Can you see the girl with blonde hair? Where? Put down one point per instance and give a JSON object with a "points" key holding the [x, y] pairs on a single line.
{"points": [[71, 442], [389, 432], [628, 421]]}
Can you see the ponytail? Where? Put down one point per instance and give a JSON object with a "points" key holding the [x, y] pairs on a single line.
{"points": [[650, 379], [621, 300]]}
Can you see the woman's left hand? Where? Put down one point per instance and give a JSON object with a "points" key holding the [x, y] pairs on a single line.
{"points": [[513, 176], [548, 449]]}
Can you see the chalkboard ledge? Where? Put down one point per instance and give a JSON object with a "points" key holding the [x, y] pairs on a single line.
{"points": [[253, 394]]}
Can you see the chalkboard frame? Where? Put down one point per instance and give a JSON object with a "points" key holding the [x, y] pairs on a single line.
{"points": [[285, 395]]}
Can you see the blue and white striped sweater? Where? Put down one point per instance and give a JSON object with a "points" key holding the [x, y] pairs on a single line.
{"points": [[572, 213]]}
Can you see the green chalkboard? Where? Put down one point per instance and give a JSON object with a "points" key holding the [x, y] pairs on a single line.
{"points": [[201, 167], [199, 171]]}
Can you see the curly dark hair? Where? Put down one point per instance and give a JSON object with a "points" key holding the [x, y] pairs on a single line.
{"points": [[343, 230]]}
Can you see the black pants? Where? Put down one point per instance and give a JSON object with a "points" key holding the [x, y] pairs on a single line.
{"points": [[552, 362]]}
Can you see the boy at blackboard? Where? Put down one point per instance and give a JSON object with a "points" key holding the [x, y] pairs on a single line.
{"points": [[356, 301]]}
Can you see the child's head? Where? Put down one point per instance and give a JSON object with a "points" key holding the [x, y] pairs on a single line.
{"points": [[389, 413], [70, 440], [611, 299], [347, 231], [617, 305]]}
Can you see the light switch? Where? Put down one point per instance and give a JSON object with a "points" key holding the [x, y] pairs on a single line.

§ **TASK REQUIREMENTS**: Retype all the records, matching them exactly.

§ **SOLUTION TO THE EXERCISE**:
Can you see the girl with blonde hair? Where? Put down one point per instance and give a JSON object with a "points" key holding the [x, y] pairs on a single line.
{"points": [[71, 442], [389, 432], [628, 421]]}
Can you see the ponytail? Where? Put down one point per instance and give a JSON object with a "points" key holding the [x, y] pairs on a single line.
{"points": [[650, 379], [621, 300]]}
Can you see the woman's left hand? Where? Put down one point per instance and give a JSON object with a "points" key holding the [x, y] pairs on a single line.
{"points": [[513, 176], [548, 449]]}
Can you see the chalkboard ledge? Where? Put down one point per instance and give a JSON object with a "points" key holding the [x, y] pairs on a single line.
{"points": [[253, 394]]}
Can you see the chalkboard frame? Where? Put down one point per instance and give a JSON object with a "points" key holding the [x, y] pairs on a single line.
{"points": [[285, 395]]}
Can you see the blue and white striped sweater? Where? Put down one point per instance and give a JSON object with a "points" key holding the [x, y] pairs on a single line.
{"points": [[572, 213]]}
Can you see the green chalkboard? Where? Put down one point per instance and give a JSON object with a "points" key holding the [x, y] pairs on a single line.
{"points": [[201, 167], [199, 171]]}
Can you see the curly dark hair? Where? Put down one point per instance and give a JSON object with a "points" key holding the [x, y] pairs on a single line.
{"points": [[343, 230]]}
Can you see the black pants? Where? Put down one point per instance and give a JSON object with a "points" key holding the [x, y] pairs on a single line.
{"points": [[552, 362]]}
Can you see the boy at blackboard? Where? Put down one point per instance and give a JSON object with a "points" key holding the [x, y] pairs on a single line.
{"points": [[356, 301]]}
Can you see the child's head? Where? Put down one point per instance and give a JSON object with a "points" key holding the [x, y] pairs on a single line.
{"points": [[389, 413], [70, 440], [611, 299], [347, 231], [617, 305]]}
Can you see the light switch? Where? Put down one point per instance and give a JSON object with a "points" key holding the [x, y] pairs on a single line.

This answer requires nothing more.